▸ **Instructions to follow**
Reproduce every entry below verbatim, line for line, and omit the pictures from your copy.

▸ **Material for this task**
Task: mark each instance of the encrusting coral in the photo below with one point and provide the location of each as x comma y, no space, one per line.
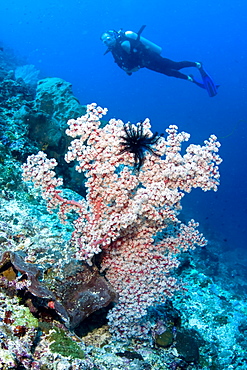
126,207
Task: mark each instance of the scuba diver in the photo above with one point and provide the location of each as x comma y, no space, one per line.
131,52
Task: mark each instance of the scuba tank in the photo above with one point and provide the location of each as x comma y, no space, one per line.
148,44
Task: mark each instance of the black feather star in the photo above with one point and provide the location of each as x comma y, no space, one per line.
137,143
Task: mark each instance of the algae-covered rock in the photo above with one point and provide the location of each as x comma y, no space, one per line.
64,345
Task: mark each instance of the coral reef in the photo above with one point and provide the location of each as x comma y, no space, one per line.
126,208
208,316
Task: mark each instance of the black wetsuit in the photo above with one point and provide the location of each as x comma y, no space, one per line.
141,57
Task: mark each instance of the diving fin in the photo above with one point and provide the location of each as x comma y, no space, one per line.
208,83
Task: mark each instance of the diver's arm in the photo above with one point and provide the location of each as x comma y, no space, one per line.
126,46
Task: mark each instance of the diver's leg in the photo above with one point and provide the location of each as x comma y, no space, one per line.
167,66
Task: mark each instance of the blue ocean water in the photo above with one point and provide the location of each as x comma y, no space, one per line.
62,39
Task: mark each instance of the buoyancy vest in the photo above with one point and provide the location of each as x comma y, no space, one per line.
132,60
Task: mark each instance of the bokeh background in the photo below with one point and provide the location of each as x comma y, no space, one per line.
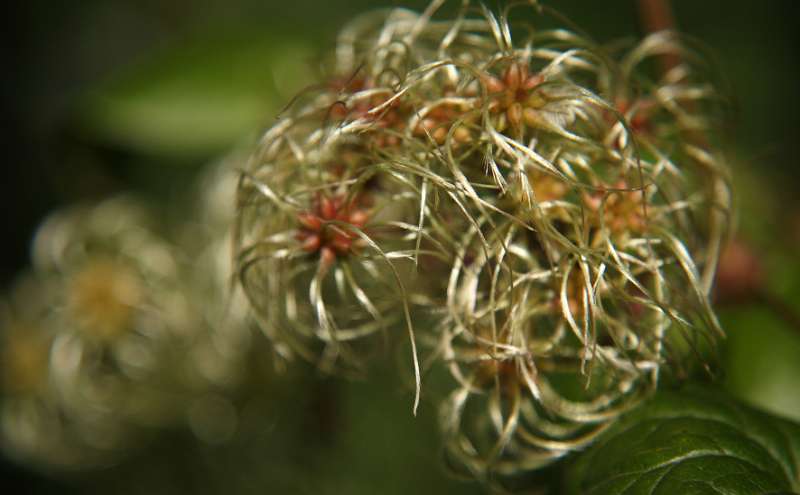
112,95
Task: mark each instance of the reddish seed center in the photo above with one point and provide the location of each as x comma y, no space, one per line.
321,228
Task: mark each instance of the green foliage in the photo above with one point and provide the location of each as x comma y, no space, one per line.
197,98
692,441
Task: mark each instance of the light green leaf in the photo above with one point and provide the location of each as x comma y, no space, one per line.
198,98
696,441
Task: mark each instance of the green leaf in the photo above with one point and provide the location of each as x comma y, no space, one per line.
696,441
199,97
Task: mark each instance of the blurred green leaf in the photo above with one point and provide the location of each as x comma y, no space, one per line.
199,98
696,441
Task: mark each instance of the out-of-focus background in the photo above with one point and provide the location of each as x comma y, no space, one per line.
112,95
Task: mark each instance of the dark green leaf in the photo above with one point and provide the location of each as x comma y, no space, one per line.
696,441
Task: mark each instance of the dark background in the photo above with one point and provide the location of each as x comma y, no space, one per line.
77,75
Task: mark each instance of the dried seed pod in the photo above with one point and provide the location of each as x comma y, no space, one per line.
566,202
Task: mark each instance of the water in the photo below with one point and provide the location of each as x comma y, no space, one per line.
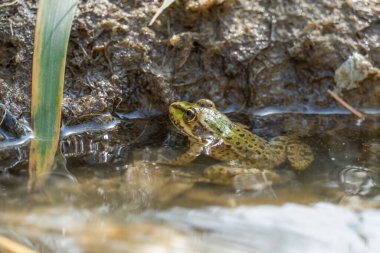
117,198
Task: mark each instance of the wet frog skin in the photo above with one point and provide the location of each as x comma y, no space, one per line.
211,131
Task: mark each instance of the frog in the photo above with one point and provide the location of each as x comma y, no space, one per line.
212,132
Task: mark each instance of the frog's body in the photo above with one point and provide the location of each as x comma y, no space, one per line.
212,131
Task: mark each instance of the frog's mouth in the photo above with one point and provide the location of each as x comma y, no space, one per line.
176,112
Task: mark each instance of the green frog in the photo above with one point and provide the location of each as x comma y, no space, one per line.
212,132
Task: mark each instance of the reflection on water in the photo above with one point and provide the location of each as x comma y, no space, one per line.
119,199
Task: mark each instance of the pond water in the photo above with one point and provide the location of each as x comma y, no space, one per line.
114,195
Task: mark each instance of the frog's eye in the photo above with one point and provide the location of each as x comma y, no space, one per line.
190,115
206,103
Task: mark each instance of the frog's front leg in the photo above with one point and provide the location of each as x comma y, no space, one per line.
193,152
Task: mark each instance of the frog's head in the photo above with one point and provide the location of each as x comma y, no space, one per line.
197,120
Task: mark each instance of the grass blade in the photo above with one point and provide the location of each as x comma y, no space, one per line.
54,20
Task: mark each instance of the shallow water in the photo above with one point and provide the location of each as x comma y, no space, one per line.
117,198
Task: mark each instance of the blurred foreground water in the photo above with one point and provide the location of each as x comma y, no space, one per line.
115,197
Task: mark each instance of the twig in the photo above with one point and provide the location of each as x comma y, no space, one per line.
11,246
345,104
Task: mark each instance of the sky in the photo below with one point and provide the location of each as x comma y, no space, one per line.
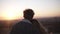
13,9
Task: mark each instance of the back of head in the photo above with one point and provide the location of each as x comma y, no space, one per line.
28,13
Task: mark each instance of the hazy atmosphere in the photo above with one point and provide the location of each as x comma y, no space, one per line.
13,9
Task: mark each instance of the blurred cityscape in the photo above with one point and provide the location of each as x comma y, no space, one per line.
51,23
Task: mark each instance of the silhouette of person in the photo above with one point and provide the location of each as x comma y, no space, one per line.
28,25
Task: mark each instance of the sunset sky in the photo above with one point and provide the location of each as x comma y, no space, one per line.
13,9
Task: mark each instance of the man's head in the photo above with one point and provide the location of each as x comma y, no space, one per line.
28,14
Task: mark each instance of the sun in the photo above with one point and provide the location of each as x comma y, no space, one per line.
10,15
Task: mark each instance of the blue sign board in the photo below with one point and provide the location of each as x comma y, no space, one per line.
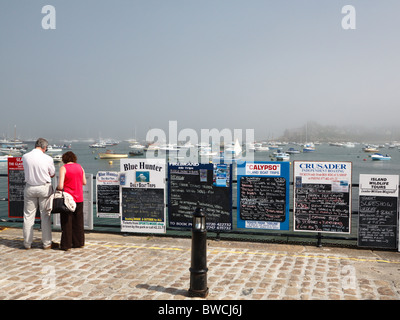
263,195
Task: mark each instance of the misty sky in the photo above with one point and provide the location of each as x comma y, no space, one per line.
113,66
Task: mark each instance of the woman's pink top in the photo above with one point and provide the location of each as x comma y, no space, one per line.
73,182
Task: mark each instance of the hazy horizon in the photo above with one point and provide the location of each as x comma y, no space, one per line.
115,69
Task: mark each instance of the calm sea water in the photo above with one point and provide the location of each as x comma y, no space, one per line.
361,163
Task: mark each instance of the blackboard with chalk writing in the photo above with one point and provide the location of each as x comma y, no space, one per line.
107,194
263,198
377,224
322,196
318,208
16,187
209,185
263,195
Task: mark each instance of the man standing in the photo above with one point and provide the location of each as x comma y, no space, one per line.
38,169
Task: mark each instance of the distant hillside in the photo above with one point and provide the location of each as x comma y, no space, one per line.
321,133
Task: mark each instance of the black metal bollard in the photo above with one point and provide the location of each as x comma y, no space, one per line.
198,268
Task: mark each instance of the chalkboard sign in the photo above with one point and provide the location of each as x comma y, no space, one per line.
16,187
143,204
377,226
210,185
142,195
107,194
263,198
322,196
263,195
378,211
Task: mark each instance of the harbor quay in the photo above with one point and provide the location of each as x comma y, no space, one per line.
131,267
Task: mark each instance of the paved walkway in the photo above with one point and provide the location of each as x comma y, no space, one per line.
133,267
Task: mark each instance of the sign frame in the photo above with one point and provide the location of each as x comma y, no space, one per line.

▸ **Written response**
Task: mark each instance of the encrusting coral in the photo below with one point and provide the location of each as x comma y, no space, one per line.
126,207
Task: mark each instance of the scuba diver in the photo above with one point and provide the location of each as x comma y, no space, one per line.
131,52
Task: mark each instance of the scuba tank in the photo above with one point and provide the location of each as x comma y, no space, one per line.
148,44
Task: mark each instance of the black feather star in the photo above with one point and provide the location of each as x comma y, no space, one per line.
137,143
Task: mark each instance of the algae-covered rock in the photo above with one point and provide the location of each as x comma y, no space, one per line.
64,345
Task: mark each instance of the coral reef in the photo above with one point and provide the location of each as x comma y, no space, one per line.
126,208
208,316
Task: mark each instance of the black wetsuit in the photo above with one point and provide the location of each as x comma y, no space, one per line.
141,57
Task: mark each instance of the diving fin in the photo above with one point and provide the location of each as x comma y, no space, one per line.
208,83
Task: mark each instance of the diver's arm in the photo above with one point and provide the location of each as x comma y, no space, one per line.
126,46
Task: mark each instance of the diver's leg in the photo above with one point and provide the location of each as x comma y, no space, one per line.
167,66
Task: mark each instance of the blue ocean water in the photo above with one point and provide the location of each as x comma y, no space, one per line.
62,39
Task: mark each instance of the buoyancy vest in the photo above with one point and provide the location of each as x comma y, no space, one per line.
132,60
Task: mark each instance of the bokeh background in the photo below with one point and provide the location of each as x comma y, no space, one per line.
112,95
Task: mark each instance of the reddish seed center in the photo above with one point and provide the location of each as x comma y, no space, one per line.
321,228
Task: mark each instance of the green foliage in the photo above with one point and provide the location of each as x comma y, no space, one per line.
197,98
692,441
Task: mark each instance of the light green leaf in the photo above with one point and provide the location of each as x comma y, no space, one per line.
198,98
696,441
Task: mark each instance of the green leaf in the photo above with one point and provide the location of each as x comma y, no space, one per line.
696,441
199,97
Task: mark each instance of the blurred green leaf in the photo above with one point and provide the location of each as x comma y, no space, one per line.
199,98
696,441
Task: mark each instance of the out-of-focus background in the photo above with one point and provide the location of each as x comma y, no space, one per line.
112,95
Task: mark each instance of the dark green leaf in the photo above with one point and provide the location of each as x comma y, no space, one per line.
696,441
Task: mark each instance of the dark background in the photo above with one point and provide the location of each as x comma y, no space, one per line.
77,75
Task: mark each instance of the dried seed pod in the photo above with one point and provide the location of each as x comma y, no space, one per line.
566,202
Task: mark each instance of the water in the photo below with one point and provide the location of each as x comma y, no space, one per line.
117,198
Task: mark each instance of the wet frog skin in the photo above with one point and provide the location of each as x comma y, no space, one per line.
211,131
Task: mark each instance of the frog in the photo above with one point and provide the location of each as x comma y, no space, one per line.
212,132
Task: mark each instance of the frog's body in the photo above with one point and provide the location of each as x comma y, no space, one per line.
212,131
Task: mark each instance of the frog's mouth in the photo above with one point and provide the location of each as x comma y, no space, one per line.
176,112
Task: mark each instance of the green frog in the photo above with one point and provide the location of each as x comma y, no space, one per line.
212,132
Task: mark each instance of the reflection on water in the photo above with one point and provide the location of each as x comma y, no space, one per line.
119,199
Task: mark each instance of the pond water in the photo above with one point and provide the location of each as x comma y, no space, one per line.
114,195
Task: mark each instance of the frog's eye in the photo above with one point and provide the location of each as x comma y, no space, one per line.
190,115
206,103
Task: mark each instance of the frog's front leg in the photo above with one point and provide the location of each as x comma y, no space, one per line.
193,152
Task: mark each instance of the frog's head in the photo above with one point and provide the location of each as x comma y, no space, one per line.
197,120
Task: mark each instance of the grass blade in the photo above with one point and provide the location of each as x comma y, no space, one per line.
54,20
Task: mark each instance of the shallow water in the photo above with one point and provide the location of each as x comma y, no space, one per line.
117,198
Task: mark each instance of the blurred foreground water in the photo above with one point and provide the location of each as x comma y, no space, one per line.
115,197
Task: mark each instance of the twig in the photo above with one point and provide the location of each as x comma y, no space, one per line.
11,246
345,104
Task: mark each instance of the sky in the photo below with one point and provide the location of each as x comma y, no space, one per line.
13,9
Task: mark each instance of the back of head in the photo above with one point and provide the location of each as x comma y, no space, one per line.
28,13
Task: mark each instance of the hazy atmosphere in the photo above with one point and provide the location of each as x comma y, no space, one per line.
13,9
Task: mark each instance of the blurred cityscape in the photo above with one point and provide the location of each as x comma y, no space, one per line.
51,23
Task: mark each instance of the silhouette of person in the photo above with one point and provide the location of each as x comma y, no space, one per line.
28,25
Task: mark each instance of the sunset sky in the photo above with one point and provide the location of each as x comma y, no space, one per line.
13,9
Task: mark each instance of the man's head in the photo above with one point and provide the location of each as x comma y, no space, one per line.
28,14
Task: mark each instance of the sun in the photo above with one point and provide the location of each as x comma y, no space, one per line.
10,15
Task: mark each instance of the blue sign board in the photo below with one point and provide the location of each as x comma y, no space, one per line.
263,195
Task: mark each instance of the misty sky in the photo above with one point and provide the location of each as x comma y, no space, one per line.
113,66
Task: mark each instance of the woman's pink top in the photo above with one point and provide the location of each as x comma y, no space, one per line.
73,182
Task: mark each instance of the hazy horizon in the photo above with one point and provide the location of each as x comma y, no space, one per line.
115,69
Task: mark each instance of the calm sea water in the photo above with one point and provide the location of each as x comma y, no space, one per line.
361,163
Task: mark each instance of the blackboard with chalk writing in the photo above with one point and provide the location of each as x comma y, no space, one per line.
107,194
263,198
377,224
322,196
318,208
16,187
209,185
263,195
Task: mark each instance of the man standing in the photo above with one point and provide the location of each as x comma y, no space, one per line.
38,169
Task: mark each instance of the distant hillside in the photo above with one point and provide the location of each as x comma y, no space, one per line.
321,133
Task: mark each instance of the black metal bollard in the photo above with one point and provide the location of each as x comma y, no space, one per line.
198,268
Task: mark each instance of the chalkboard sign in the photo above with one point and provide the location of each as x comma y, no space, one per line.
16,187
143,204
377,226
210,185
142,195
107,194
263,198
322,196
263,195
378,211
Task: mark each instance of the harbor quay in the photo above with one point and provide the location of each as x comma y, no space, one per line.
131,267
Task: mark each instance of the paved walkway in the photo above with one point and provide the location of each as x comma y, no space, one per line.
133,267
Task: mark each instance of the sign frame in the photo above with one point and provide the location of each as x comma y, no space, one per line.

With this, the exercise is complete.